▶ _Do this_
Lay out the lines below as a Markdown table with the columns Number and Line, numbering each row and leaving out blank lines. Begin at the line that has "of the dark", stop after the final line, and leave the pictures out.

══════════════════════════════

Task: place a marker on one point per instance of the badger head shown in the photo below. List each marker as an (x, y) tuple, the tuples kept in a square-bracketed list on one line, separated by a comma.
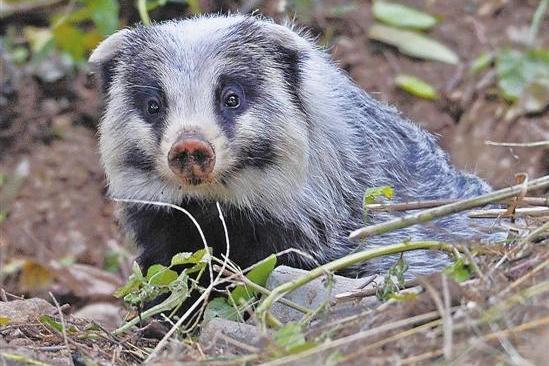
[(208, 108)]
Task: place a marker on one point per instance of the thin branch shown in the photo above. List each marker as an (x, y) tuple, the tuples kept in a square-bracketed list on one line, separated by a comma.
[(519, 144), (202, 297), (446, 210), (417, 205), (341, 263), (63, 327), (262, 290), (180, 209), (495, 212)]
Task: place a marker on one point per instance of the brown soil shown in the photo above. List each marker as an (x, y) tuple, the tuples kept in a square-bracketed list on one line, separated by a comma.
[(61, 209)]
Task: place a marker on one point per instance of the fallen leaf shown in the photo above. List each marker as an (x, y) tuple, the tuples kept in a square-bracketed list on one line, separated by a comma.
[(413, 44), (402, 16), (416, 87)]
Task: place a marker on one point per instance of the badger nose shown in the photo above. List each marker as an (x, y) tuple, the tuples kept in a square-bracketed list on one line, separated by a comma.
[(191, 157)]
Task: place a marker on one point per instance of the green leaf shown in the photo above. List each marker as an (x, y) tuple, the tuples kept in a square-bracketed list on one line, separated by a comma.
[(199, 256), (135, 281), (413, 44), (159, 275), (416, 86), (371, 194), (258, 275), (481, 62), (517, 70), (104, 14), (51, 322), (219, 307), (70, 40), (402, 16), (459, 271), (394, 280)]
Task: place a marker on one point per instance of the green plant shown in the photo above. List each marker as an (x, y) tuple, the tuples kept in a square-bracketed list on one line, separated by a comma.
[(394, 280)]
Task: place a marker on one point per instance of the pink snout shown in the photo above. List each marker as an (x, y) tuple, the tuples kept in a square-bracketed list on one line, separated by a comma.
[(192, 158)]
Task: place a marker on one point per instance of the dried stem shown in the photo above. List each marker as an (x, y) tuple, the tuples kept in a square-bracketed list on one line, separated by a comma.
[(446, 210), (262, 312)]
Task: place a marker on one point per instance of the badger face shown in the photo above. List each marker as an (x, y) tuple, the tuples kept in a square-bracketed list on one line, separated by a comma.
[(208, 108)]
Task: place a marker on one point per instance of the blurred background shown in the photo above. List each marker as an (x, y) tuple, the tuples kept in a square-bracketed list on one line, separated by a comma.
[(469, 71)]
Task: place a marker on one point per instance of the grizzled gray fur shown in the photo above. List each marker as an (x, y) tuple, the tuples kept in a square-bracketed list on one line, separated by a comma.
[(253, 115)]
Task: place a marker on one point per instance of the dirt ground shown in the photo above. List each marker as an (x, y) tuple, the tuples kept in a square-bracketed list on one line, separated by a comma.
[(60, 211)]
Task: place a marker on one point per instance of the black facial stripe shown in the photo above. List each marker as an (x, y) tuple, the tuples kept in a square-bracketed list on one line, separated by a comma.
[(106, 70), (260, 155), (251, 90), (289, 61), (138, 159)]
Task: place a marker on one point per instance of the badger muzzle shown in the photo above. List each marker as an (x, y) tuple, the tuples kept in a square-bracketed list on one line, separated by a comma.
[(192, 158)]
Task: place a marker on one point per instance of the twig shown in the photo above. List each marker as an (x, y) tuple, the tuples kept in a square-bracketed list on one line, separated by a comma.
[(180, 209), (22, 359), (340, 342), (496, 212), (445, 210), (341, 263), (536, 233), (417, 205), (488, 337), (525, 277), (202, 297), (63, 327), (8, 8), (519, 144), (264, 291), (442, 309)]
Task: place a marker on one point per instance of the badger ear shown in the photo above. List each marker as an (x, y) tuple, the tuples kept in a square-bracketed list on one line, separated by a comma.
[(107, 48), (103, 57)]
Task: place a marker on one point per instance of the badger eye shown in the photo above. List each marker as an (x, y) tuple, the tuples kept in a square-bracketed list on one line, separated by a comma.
[(153, 107), (232, 101)]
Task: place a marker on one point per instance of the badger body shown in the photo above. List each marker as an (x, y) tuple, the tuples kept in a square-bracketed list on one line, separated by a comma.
[(253, 115)]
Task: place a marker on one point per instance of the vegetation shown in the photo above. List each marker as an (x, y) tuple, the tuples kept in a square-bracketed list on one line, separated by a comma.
[(488, 305)]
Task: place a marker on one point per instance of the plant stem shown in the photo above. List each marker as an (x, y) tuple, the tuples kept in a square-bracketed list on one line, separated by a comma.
[(143, 13), (341, 263), (536, 21), (446, 210)]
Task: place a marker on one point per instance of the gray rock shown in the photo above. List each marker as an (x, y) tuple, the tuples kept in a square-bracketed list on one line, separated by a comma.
[(106, 314), (315, 293), (220, 332), (25, 311)]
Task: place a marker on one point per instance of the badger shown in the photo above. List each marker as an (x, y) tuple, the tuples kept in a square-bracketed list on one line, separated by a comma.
[(253, 115)]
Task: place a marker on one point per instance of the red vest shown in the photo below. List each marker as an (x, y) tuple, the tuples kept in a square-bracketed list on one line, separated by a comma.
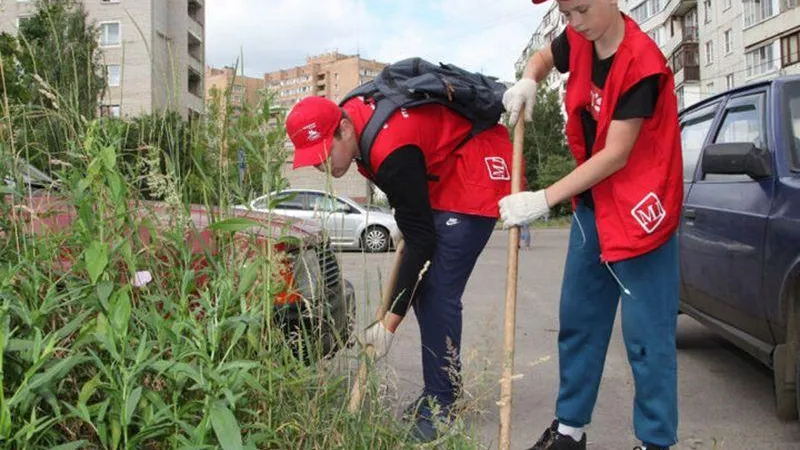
[(637, 208), (469, 179)]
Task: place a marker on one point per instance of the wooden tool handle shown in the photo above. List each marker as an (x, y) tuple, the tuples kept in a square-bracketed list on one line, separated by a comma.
[(357, 392), (504, 443)]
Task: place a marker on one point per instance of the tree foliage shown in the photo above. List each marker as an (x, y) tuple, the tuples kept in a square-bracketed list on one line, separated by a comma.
[(52, 77), (547, 156)]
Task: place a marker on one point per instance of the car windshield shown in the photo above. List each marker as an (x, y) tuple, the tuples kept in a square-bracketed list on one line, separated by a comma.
[(793, 102)]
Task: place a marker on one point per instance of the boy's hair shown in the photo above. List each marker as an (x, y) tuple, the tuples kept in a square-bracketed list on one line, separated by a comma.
[(338, 132)]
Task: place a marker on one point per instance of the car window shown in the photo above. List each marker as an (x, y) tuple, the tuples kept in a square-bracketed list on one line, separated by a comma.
[(694, 130), (322, 203), (792, 99), (292, 200), (743, 121), (260, 203)]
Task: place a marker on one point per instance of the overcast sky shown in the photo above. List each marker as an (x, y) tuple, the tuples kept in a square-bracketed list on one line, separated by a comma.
[(479, 35)]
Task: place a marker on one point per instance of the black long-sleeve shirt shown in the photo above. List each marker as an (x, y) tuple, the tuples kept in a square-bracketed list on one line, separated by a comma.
[(403, 177)]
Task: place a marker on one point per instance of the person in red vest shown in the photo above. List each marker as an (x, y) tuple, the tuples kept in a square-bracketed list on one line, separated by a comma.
[(445, 196), (622, 129)]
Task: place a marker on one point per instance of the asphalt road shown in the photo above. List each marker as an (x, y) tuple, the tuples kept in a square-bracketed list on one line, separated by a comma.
[(726, 399)]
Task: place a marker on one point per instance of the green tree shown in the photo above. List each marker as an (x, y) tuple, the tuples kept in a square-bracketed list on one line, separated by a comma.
[(53, 77), (547, 156)]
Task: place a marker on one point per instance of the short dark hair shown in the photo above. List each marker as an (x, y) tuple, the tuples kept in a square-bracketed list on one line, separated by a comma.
[(338, 132)]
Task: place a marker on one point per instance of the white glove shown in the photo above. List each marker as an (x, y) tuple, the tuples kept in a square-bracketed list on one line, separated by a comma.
[(523, 207), (522, 94), (379, 338)]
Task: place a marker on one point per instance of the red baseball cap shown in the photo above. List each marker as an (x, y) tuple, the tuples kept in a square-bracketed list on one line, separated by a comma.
[(310, 126)]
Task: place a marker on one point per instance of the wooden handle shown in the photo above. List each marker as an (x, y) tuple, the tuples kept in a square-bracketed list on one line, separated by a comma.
[(357, 392), (504, 443)]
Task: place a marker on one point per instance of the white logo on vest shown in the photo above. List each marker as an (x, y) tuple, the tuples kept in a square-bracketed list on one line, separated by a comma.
[(498, 170), (649, 213)]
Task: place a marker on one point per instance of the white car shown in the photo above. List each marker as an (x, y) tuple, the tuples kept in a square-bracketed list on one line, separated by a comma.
[(349, 224)]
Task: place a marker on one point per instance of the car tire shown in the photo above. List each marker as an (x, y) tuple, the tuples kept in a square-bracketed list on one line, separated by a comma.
[(376, 239), (786, 396)]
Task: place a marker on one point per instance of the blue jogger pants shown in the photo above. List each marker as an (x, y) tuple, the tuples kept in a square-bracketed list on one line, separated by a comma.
[(647, 287), (460, 239)]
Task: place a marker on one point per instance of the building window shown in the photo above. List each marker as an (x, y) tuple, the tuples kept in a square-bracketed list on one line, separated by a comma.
[(113, 72), (790, 49), (760, 61), (756, 11), (194, 46), (110, 110), (195, 11), (195, 81), (728, 41), (646, 10), (110, 34)]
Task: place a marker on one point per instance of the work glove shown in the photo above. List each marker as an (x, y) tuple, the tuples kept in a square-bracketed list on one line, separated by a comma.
[(379, 338), (523, 207), (522, 94)]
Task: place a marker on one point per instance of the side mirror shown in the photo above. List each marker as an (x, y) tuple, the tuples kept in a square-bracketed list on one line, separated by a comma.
[(737, 158)]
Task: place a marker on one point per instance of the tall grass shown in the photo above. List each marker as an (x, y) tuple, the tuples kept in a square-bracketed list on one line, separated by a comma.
[(193, 359)]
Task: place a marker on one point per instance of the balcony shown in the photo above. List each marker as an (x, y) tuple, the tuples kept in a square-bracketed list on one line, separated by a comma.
[(682, 7), (686, 59), (195, 11), (690, 33), (194, 47), (195, 81)]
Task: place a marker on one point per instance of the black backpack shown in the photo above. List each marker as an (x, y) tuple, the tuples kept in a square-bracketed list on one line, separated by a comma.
[(414, 82)]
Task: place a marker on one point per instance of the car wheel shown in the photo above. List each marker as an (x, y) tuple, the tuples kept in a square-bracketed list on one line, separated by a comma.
[(785, 394), (376, 239)]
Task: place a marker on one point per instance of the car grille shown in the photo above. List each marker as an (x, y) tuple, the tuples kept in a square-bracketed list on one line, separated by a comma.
[(330, 267)]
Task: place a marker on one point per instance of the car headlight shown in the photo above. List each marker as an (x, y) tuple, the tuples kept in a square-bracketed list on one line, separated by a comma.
[(308, 275)]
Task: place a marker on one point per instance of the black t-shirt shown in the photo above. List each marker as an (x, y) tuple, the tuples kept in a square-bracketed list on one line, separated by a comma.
[(638, 102)]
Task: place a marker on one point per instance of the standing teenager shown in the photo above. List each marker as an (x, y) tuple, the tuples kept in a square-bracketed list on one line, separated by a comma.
[(622, 128)]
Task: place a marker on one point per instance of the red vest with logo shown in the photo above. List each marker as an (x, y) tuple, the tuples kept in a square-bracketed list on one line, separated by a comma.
[(469, 178), (638, 208)]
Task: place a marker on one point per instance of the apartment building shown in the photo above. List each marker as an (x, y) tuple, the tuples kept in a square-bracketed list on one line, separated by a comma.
[(243, 90), (552, 24), (710, 45), (673, 25), (331, 75), (153, 51), (714, 45)]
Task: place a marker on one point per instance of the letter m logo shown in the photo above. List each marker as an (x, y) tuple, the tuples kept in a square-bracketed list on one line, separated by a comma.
[(649, 213)]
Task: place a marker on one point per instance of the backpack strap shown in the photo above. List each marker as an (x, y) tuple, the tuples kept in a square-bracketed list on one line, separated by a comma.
[(383, 110)]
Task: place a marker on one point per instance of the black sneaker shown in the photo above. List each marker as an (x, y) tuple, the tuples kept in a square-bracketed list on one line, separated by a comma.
[(551, 439)]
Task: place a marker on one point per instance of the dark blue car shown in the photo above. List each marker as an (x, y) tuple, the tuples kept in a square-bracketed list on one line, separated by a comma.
[(740, 230)]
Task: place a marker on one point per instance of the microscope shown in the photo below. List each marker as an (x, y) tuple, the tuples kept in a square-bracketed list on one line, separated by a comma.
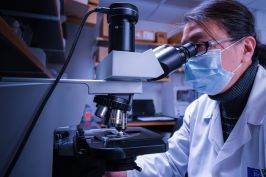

══════════════════════════════

▶ _Solution for this exercise_
| Number | Line |
|---|---|
| 1 | Task: place a marker on one point per instance of the dark blue car shown in the photo above. List each marker as an (x, y) tuple, the tuples kept in a square-bracketed list on one line, separated by a comma. |
| 2 | [(740, 230)] |
| 3 | Task: place a marker on one point per instance of the microscope shown in the photo below. List each marker as an (x, y) tuple, the tuples kept in a square-bracketed list on one line, separated by a comma. |